- [SELECTED EXTRACT]

Yesterday we walked 8 miles in the rain through fields of cows, past gorgeous old homes, moss covered graveyards, and finally into Stow on the Wold where we spend the night in a 400-year-old inn.
A walking tour is a great choice for a sober holiday. We are too tired for much besides supper and a good rest at the end of the day.
This morning we set out for a second day of walking and promptly got lost, so we turned back and returned to the town square where we bought fresh cheese and bread for a picnic along the path (once we locate it!). Then I suggested we stop at the local coffee shop for the wifi, bathroom and a Flat White before heading out again. Cheers!
I’m here, it’s happening. A recovery conference in New York City for 500 women. Before things begin this afternoon, I’m headed out for a walk in the rain to stand next to the Brooklyn Bridge and the Trade Centre Memorial and feel my size next to theirs. It’s one thing to see pictures, but to experience the human scale of me:thing is another entirely.
I remember being scared that travelling would be boring sober. Hah! Last night 7 women – new friends – piled into a cab and made our way through the Trump-protecting barricades to an iconic ice cream shop where we sat over tea and sweets laughing until midnight. Fabulous.
Here is the view of the river from my hotel room. I slept with the window open and woke to horns and hustle. Little kids walking to school by themselves. Runners. Delivery trucks. Business people strutting past.
Time to grab an umbrella and go join them.
In 10 hours, I’ll be listening to Glennon Doyle Melton speak. I hope I can keep my composure and avoid acting like a fan girl at a Beatles concert.
Life give us so many opportunities. Thank God I removed my wine-blinders!
You’re on a plane and you start to notice that the fellow in front of you looks very familiar. Well, at least from behind. You didn’t see him sit down so you’re not sure what he actually looks like but each time he turns his head the glimpse of his profile reminds you of someone. And his mannerisms…He touches his ear again, just like that guy in your math class back in university. Wasn’t that guy a farm kid? You remember him telling some story about a tractor. This guy could be a farmer – he looks very healthy and tan from back here.
By the end of the flight you know him better than he probably knows himself: should you tell him his barber missed a hair on the back of his neck? Maybe his farm-wife clips his hair for him on their front porch (you’ve noticed the sensible gold band). And that mole looks worrisome – his wife would surely have noticed it when she cut his hair. She likely booked him a doctor’s appointment. Country doctors are so kindly. You are so happy that your former classmate has a nice life.

- [ROWS]
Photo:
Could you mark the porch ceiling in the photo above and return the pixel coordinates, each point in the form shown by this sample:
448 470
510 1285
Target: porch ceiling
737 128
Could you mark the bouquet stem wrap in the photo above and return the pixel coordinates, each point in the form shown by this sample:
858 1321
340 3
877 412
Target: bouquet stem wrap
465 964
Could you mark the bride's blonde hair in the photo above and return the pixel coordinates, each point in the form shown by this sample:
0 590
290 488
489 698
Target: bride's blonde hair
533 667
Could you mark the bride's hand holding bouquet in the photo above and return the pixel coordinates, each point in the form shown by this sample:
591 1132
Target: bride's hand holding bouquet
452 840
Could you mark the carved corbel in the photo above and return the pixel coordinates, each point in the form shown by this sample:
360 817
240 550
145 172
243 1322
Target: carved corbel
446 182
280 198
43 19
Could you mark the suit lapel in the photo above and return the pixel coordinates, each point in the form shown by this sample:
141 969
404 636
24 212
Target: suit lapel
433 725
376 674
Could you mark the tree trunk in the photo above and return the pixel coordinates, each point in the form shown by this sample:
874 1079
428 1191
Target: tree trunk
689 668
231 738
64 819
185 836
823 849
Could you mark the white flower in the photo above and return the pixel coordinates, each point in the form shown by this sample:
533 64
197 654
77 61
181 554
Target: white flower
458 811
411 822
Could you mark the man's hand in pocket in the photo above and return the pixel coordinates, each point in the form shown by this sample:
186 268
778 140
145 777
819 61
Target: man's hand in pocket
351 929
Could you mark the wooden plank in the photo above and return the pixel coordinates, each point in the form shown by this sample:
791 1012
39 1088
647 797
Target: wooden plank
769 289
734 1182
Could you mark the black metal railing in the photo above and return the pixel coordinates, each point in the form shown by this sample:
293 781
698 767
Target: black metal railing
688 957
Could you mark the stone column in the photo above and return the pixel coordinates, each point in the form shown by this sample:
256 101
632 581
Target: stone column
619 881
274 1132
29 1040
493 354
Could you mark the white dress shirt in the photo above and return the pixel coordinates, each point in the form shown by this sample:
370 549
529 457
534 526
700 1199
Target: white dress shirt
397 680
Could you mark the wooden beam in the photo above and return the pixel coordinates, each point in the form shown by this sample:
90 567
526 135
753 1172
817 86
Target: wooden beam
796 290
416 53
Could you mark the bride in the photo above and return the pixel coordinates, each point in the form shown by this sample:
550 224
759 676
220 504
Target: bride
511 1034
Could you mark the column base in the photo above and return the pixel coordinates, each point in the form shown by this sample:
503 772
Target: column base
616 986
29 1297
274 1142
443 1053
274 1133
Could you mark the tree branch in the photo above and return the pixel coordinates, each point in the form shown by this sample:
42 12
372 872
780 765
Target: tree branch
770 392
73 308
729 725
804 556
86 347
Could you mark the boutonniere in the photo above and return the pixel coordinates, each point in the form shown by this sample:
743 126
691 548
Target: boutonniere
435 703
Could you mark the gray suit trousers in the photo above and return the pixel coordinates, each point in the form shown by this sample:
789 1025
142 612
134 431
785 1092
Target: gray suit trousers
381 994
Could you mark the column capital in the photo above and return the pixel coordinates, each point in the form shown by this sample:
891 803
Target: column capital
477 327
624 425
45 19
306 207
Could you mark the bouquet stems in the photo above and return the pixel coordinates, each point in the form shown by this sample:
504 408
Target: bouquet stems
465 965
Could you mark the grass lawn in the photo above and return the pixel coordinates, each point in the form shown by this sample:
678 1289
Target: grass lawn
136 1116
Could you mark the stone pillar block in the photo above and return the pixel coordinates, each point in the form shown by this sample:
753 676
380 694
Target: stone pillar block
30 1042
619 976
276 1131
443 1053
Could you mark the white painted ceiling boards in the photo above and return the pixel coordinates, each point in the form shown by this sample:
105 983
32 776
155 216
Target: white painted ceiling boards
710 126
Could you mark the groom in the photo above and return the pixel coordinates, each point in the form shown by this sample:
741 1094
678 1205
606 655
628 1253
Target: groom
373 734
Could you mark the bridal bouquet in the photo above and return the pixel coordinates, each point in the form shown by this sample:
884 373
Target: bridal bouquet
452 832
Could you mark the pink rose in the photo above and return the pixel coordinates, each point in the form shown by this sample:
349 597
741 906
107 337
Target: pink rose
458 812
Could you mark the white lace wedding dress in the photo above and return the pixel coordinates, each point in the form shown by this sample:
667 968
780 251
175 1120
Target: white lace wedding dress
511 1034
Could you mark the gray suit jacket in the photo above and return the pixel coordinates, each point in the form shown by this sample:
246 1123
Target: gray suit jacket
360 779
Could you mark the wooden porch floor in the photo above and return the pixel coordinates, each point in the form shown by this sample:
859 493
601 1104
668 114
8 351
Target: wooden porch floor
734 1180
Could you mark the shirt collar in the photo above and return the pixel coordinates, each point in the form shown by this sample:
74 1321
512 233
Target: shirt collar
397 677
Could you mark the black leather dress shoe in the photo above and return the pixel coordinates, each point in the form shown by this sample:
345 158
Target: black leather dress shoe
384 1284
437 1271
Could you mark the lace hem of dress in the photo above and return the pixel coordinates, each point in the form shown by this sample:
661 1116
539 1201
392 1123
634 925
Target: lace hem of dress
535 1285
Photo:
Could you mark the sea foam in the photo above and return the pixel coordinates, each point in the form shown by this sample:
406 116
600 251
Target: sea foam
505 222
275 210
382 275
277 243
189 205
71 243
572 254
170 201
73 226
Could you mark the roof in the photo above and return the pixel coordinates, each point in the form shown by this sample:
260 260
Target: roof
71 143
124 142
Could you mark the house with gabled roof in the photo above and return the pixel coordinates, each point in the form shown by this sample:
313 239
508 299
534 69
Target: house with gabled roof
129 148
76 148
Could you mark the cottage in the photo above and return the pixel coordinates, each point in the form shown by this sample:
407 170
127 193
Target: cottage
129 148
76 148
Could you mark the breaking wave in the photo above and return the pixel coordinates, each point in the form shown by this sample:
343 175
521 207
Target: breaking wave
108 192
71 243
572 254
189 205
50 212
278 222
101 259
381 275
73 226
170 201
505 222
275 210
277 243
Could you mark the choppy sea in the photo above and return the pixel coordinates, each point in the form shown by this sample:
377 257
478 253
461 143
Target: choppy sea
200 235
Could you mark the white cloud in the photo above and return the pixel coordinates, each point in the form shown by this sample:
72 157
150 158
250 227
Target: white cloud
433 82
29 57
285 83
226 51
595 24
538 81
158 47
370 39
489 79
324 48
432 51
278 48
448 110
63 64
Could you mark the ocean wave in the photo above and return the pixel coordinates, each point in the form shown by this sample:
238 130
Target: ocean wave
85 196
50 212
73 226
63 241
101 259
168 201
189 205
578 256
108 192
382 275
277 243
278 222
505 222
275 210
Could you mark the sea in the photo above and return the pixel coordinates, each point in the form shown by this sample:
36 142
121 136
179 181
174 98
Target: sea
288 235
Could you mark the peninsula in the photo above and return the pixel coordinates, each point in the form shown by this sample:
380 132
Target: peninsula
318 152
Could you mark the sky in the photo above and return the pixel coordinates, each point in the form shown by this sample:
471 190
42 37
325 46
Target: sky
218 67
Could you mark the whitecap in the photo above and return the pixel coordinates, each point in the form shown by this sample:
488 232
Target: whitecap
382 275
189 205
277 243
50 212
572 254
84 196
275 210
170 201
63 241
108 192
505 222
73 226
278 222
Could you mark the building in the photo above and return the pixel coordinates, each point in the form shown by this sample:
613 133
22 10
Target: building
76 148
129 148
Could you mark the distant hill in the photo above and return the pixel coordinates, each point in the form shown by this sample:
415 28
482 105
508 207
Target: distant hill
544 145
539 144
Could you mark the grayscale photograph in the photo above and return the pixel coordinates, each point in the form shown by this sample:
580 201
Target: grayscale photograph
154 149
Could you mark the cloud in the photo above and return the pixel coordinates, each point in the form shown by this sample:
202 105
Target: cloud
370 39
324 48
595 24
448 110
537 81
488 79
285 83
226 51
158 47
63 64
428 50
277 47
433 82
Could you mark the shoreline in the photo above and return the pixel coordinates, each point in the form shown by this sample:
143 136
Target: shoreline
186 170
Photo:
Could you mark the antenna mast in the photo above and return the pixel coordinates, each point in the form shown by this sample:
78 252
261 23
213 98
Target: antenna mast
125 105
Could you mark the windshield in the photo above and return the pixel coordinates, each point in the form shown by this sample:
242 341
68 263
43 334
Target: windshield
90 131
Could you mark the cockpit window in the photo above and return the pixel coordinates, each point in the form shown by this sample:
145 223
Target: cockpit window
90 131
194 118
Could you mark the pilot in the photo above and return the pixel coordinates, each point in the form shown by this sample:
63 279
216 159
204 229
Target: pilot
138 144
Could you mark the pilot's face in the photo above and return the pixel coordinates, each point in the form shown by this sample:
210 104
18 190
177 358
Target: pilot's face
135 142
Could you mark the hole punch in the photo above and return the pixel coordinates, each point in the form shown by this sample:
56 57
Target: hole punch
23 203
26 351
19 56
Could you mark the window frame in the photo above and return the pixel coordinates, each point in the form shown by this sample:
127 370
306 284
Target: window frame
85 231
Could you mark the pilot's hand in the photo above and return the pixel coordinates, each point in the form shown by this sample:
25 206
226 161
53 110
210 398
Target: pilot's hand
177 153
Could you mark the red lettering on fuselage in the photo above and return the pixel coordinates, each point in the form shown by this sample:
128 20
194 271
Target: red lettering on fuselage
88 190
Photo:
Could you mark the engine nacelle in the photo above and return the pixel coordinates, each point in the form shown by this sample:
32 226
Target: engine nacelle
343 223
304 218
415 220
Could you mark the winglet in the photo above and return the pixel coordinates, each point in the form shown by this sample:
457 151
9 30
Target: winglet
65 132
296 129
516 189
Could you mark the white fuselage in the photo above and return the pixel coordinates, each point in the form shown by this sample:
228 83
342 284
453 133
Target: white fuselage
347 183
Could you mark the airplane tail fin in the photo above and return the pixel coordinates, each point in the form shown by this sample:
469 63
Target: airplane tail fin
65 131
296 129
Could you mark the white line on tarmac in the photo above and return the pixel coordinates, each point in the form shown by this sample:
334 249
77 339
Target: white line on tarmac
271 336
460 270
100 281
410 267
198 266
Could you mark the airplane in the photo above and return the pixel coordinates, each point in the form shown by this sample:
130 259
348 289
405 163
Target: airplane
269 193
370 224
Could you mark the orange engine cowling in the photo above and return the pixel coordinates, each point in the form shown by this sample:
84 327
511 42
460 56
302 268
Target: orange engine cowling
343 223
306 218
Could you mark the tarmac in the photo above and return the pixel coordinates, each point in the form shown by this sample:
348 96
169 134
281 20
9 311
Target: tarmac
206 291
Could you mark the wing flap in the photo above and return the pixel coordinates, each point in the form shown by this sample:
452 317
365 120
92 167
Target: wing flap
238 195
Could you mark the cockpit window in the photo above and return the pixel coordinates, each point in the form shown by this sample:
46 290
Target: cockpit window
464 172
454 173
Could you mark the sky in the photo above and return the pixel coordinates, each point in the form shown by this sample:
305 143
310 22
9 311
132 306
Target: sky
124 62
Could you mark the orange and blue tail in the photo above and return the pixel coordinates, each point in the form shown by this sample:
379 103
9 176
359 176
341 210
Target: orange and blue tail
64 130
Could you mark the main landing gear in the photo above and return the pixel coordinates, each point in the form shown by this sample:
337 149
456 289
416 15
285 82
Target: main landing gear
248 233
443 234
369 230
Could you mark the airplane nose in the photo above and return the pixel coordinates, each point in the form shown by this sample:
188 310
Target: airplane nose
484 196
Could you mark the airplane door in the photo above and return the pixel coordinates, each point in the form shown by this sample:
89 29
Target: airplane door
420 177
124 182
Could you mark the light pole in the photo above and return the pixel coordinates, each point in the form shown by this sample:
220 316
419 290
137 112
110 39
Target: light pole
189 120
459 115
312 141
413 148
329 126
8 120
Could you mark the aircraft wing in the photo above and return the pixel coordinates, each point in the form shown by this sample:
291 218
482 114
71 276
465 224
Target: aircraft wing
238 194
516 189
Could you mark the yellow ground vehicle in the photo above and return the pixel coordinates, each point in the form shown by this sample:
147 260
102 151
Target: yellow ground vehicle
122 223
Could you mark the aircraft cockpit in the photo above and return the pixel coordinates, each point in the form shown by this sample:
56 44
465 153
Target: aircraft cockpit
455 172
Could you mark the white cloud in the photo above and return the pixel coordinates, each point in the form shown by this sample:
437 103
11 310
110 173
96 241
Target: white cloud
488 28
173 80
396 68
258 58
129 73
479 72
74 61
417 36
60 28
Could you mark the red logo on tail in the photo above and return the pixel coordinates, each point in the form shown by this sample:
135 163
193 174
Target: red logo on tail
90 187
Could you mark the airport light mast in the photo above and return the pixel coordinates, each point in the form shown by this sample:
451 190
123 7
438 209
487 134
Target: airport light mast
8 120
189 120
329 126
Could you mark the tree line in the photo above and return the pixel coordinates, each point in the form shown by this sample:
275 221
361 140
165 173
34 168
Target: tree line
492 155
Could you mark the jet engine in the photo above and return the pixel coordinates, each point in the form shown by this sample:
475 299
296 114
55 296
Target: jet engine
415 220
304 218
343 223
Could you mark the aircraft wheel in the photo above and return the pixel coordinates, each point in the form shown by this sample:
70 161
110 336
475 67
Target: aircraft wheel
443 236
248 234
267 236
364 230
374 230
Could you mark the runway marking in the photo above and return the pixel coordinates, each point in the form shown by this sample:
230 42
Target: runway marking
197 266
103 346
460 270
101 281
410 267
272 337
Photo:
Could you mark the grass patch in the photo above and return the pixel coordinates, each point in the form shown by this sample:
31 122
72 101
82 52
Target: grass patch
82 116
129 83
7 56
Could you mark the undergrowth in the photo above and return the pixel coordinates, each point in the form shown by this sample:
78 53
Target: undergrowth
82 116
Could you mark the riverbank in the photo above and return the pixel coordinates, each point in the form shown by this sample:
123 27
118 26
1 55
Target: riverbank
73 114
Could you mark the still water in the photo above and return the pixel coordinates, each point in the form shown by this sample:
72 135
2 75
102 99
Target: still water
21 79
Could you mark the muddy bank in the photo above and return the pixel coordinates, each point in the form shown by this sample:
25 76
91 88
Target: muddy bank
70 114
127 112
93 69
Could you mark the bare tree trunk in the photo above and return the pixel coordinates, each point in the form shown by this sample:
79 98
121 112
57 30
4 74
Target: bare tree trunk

- [WHAT THE TASK REQUIRES] In the sober travel posts, list the four things the writer names after waking "to horns and hustle" in the New York hotel room.

- [RIGHT ANSWER]
- Little kids walking to school by themselves
- Runners
- Delivery trucks
- Business people strutting past